Organizations related to the gaming industry have denied loot boxes mirror the gambling mechanics of casino games.

The video game news site Kotaku first reported last November that the Entertainment Software Rating Board, a nonprofit that rates video games for age-appropriateness, did not consider loot boxes as a form of gambling.

“The ESRB does not consider loot boxes to be gambling,” a spokesperson from the board said in an email to the Tacoma News Tribune. “While the digital goods within a box or pack are mostly randomized, the player is always guaranteed to receive in-game content.”

The option to pay real money for clothing, weapons, and other in-game content has existed in video games for years and owes its ubiquity to increased industry competition, according to Jeff Pobst, CEO of Hidden Path Entertainment.

Game developers can now sell directly to players on online marketplaces whereas before they’d have to work through a publisher of sorts. To survive the flood of new competition, developers began making free games with the option to buy in-game content, many of which are found on mobile devices.

These so-called “microtransactions,” Pobst said, provoke the ire of gamers only when they’re included in games which previously did not have them. He pointed to the Star Wars Battlefront series as an example. The game series did not include loot boxes until the most recent title.

“When an existing game changes their monetization, that’s when people feel a promise has been broken,” Pobst said. “No one wants to break a promise. They just want to make something sustainable, and that’s the dilemma.”

Others believe the gaming industry is becoming increasingly reliant on gambling-like mechanics to make money, which, according to Keith Whyte, Executive Director with the National Council on Problem Gambling, could explain the reluctance of companies to recognize loot boxes as a form of gambling.

“They’re ever looking for ways to make these games and they’re becoming more aggressive — and for our concerns — more risky for addiction,” Whyte said.

Whyte said his council believes free-to-play online casino games are an even more malicious example of developers cashing in off the reward system in people’s brains. One study found these games — also known as social casinos — normalize the gambling process for children and may lead to increased risk for addiction later in life.

While social casinos are not mentioned explicitly in Washington’s loot-box bill, they may be included under the text’s vague language, according to the Democrats behind the measure.

Ranker, the sponsor of the current bill, was more forthright: if it looks like gambling he wants it to be regulated like gambling.

Ranker believes the odds for chanced-based purchases should be made public, as Apple has done with some of its mobile apps. Such regulations, the senator said, are necessary to protect those too young to tell the difference between gameplay and credit-card spending.

“If (parents) realized how predatory these game are then they wouldn’t want them under their Christmas tree, they wouldn’t want them going to their kids,” Ranker said.

■ **To be done**
In the article on loot boxes, which game series does Pobst point to as an example?

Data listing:
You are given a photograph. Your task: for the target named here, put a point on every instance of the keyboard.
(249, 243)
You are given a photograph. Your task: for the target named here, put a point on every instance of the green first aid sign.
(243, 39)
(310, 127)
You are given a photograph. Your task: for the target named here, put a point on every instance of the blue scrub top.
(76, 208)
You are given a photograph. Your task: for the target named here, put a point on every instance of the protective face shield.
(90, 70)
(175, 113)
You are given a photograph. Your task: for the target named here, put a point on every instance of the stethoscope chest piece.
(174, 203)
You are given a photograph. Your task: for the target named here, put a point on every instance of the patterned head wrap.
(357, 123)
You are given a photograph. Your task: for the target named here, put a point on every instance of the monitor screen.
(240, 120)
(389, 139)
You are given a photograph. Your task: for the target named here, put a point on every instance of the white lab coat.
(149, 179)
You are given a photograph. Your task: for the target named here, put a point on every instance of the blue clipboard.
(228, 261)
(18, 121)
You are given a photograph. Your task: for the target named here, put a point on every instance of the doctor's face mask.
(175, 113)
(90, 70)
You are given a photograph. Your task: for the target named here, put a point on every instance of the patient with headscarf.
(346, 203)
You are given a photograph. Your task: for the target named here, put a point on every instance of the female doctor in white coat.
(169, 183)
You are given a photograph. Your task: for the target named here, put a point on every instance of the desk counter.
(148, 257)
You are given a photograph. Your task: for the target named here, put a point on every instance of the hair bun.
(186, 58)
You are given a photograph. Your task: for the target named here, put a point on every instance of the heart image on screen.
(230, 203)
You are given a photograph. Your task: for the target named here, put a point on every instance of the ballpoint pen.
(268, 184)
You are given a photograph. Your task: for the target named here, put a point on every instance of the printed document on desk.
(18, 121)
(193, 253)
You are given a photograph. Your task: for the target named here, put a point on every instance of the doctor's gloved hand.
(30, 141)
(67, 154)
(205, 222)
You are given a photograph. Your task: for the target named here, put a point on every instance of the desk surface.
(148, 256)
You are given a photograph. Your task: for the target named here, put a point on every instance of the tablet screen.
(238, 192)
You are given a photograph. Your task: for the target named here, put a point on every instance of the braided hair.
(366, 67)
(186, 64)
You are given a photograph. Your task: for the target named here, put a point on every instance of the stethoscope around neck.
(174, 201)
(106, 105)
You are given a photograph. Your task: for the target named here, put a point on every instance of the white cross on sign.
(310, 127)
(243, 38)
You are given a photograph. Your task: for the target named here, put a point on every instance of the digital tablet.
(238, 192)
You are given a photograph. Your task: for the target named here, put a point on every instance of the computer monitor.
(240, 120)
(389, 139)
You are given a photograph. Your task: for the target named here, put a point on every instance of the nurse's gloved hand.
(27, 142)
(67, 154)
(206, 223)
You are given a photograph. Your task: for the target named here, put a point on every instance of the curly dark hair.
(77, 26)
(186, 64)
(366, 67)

■ **Exercise result**
The Star Wars Battlefront series.